[Text segment]:
-- Opening Marker --
Question

Two batteries of emf $\varepsilon_{1}$ and $\varepsilon_{2}\left(\varepsilon_{2}>\varepsilon_{1}\right)$i) and internal resistances $r_1$ and $r_2$ respectively are connected in parallel as shown in figure

• A. The equivalent emf $\varepsilon_{eq}$ of the two cells is between $\varepsilon_{1}$ and $\varepsilon_{2}$, i.e. $\varepsilon_{1} < \varepsilon_{eq} < \varepsilon_{2}$.
• B. The equivalent emf $ \varepsilon_{eq} $ is smaller than $ \varepsilon_{1}$
• C. The $ \varepsilon_{eq} $ is given by $ \varepsilon_{eq} = \varepsilon_{1} +\varepsilon_{2}$ always
• D. $ \varepsilon_{eq} $ is independent of internal resistances $r_1$ and $r_2$

Answer 1

Answer: (A)
-- Closing Marker --
[Complete the following]:
a. Copy the stretch of the parallel-batteries question from "Two batteries of" through "Answer: (A)".
b. Continue the text about two batteries connected in parallel, starting right after its last line.

[The data]:
-- Opening Marker --
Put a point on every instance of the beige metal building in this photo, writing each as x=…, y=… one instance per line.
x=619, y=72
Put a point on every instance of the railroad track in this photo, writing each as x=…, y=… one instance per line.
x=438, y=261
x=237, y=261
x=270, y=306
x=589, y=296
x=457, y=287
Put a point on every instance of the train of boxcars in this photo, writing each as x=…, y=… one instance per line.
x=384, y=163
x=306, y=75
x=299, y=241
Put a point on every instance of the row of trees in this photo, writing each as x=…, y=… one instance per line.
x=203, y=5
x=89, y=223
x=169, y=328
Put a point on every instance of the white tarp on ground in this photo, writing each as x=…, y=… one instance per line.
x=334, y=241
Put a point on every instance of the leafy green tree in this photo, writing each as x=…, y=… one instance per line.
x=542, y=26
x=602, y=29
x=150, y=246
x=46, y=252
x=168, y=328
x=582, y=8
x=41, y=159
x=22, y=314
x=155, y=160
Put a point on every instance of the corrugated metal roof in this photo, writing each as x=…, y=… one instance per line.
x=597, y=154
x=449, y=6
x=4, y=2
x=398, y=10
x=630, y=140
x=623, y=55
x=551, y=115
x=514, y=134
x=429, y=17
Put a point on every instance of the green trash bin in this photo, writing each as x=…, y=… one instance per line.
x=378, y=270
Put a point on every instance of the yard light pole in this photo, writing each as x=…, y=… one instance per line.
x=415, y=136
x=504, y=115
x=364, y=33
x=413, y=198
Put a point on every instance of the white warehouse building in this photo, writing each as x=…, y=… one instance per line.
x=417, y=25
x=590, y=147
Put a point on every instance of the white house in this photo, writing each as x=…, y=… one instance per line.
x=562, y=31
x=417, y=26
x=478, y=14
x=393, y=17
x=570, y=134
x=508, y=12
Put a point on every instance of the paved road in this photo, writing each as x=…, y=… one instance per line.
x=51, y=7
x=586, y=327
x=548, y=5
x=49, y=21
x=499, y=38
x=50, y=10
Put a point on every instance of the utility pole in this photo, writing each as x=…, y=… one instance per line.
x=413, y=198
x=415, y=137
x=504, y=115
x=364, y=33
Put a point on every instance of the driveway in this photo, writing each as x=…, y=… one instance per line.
-- Closing Marker --
[Responses per task]:
a.
Two batteries of emf $\varepsilon_{1}$ and $\varepsilon_{2}\left(\varepsilon_{2}>\varepsilon_{1}\right)$i) and internal resistances $r_1$ and $r_2$ respectively are connected in parallel as shown in figure

• A. The equivalent emf $\varepsilon_{eq}$ of the two cells is between $\varepsilon_{1}$ and $\varepsilon_{2}$, i.e. $\varepsilon_{1} < \varepsilon_{eq} < \varepsilon_{2}$.
• B. The equivalent emf $ \varepsilon_{eq} $ is smaller than $ \varepsilon_{1}$
• C. The $ \varepsilon_{eq} $ is given by $ \varepsilon_{eq} = \varepsilon_{1} +\varepsilon_{2}$ always
• D. $ \varepsilon_{eq} $ is independent of internal resistances $r_1$ and $r_2$

Answer 1

Answer: (A)

b.
A. The equivalent emf $\varepsilon_{ eq }$ of the two cells is between $\varepsilon_{1}$ and $\varepsilon_{2}$,
i.e., $\varepsilon_{1}<\varepsilon_{ eq }<\varepsilon_{2}$
The cells of emf $\varepsilon_{1}$ and $\varepsilon_{2}$ with internal resistance $r_{1}$ and $r_{2}$ respectively.
In parallel combination,
the relation between equivalent emf and equivalent resistance is,
$\frac{\varepsilon_{ eq }}{ r _{ eq }}=\frac{\varepsilon_{1}}{ r _{1}}+\frac{\varepsilon_{2}}{ r _{2}}$
The resistance in parallel combination is,
$r _{ eq }=\frac{ r _{1} \cdot r _{2}}{ r _{1}+ r _{2}}$
From the above equation,
$\varepsilon_{ eq }=\frac{\varepsilon_{1} r _{2}+\varepsilon_{2} r _{1}}{ r _{1}+ r _{2}}$
In question,
$\varepsilon_{2}>\varepsilon_{1}$
Then The equivalent emf $\varepsilon_{ eq }$ of two cell is between $\varepsilon_{1}$ and $\varepsilon_{2}$.